▶ EXCERPT PROVIDED:
>> start

Count Primes

medium math enumeration

Problem

Given an integer n, return the number of prime numbers strictly less than n.

Inputn = 10

Output4

Primes < 10: 2, 3, 5, 7 → count = 4. Sieve of Eratosthenes: for each prime p in [2 .. √n], mark p², p²+p, … as composite.

n (2–50)

def count_primes(n):
    if n <= 2: return 0
    sieve = [True] * n
    sieve[0] = sieve[1] = False
    for p in range(2, int(n ** 0.5) + 1):
        if sieve[p]:
            for m in range(p * p, n, p):
                sieve[m] = False
    return sum(sieve)

function countPrimes(n) {
  if (n <= 2) return 0;
  const sieve = new Uint8Array(n).fill(1);
  sieve[0] = sieve[1] = 0;
  for (let p = 2; p * p < n; p++) {
    if (sieve[p]) for (let m = p * p; m < n; m += p) sieve[m] = 0;
  }
  let count = 0;
  for (let i = 2; i < n; i++) if (sieve[i]) count++;
  return count;
}

class Solution {
    public int countPrimes(int n) {
        if (n <= 2) return 0;
        boolean[] sieve = new boolean[n];
        Arrays.fill(sieve, true);
        sieve[0] = sieve[1] = false;
        for (int p = 2; p * p < n; p++) {
            if (sieve[p]) for (int m = p * p; m < n; m += p) sieve[m] = false;
        }
        int count = 0;
        for (int i = 2; i < n; i++) if (sieve[i]) count++;
        return count;
    }
}

int countPrimes(int n) {
    if (n <= 2) return 0;
    vector<bool> sieve(n, true);
    sieve[0] = sieve[1] = false;
    for (int p = 2; p * p < n; p++)

>> end

▶ DATASET EXCERPT:
>> start

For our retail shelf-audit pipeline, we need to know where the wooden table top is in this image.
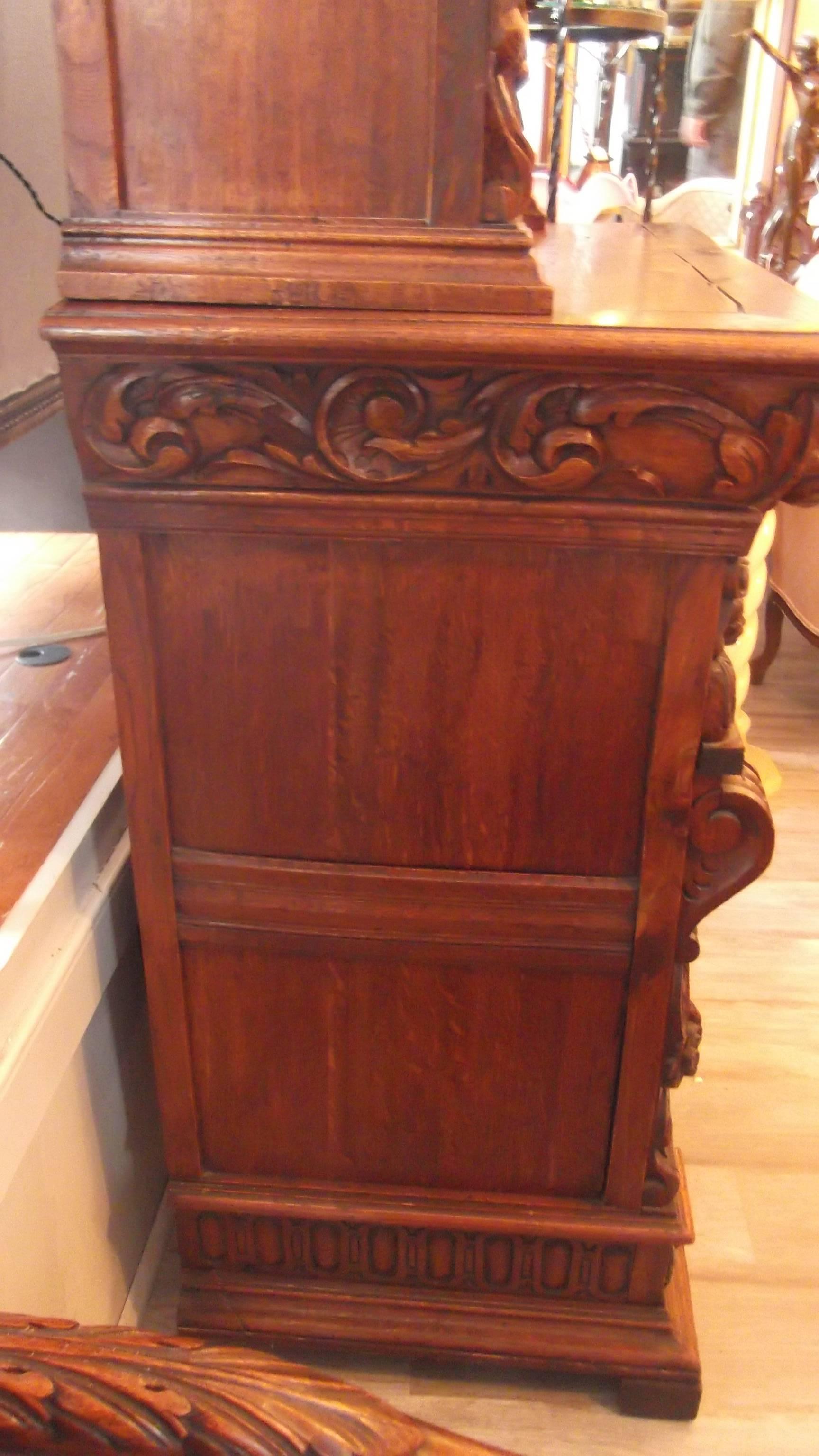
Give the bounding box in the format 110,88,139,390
0,531,118,925
535,217,819,333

>> end

▶ STATED GOAL: Reproduce, word for word, the part of the Count Primes problem that runs from "medium math enumeration" up to and including "p²+p, … as composite.".

▶ WRITTEN SOLUTION:
medium math enumeration

Problem

Given an integer n, return the number of prime numbers strictly less than n.

Inputn = 10

Output4

Primes < 10: 2, 3, 5, 7 → count = 4. Sieve of Eratosthenes: for each prime p in [2 .. √n], mark p², p²+p, … as composite.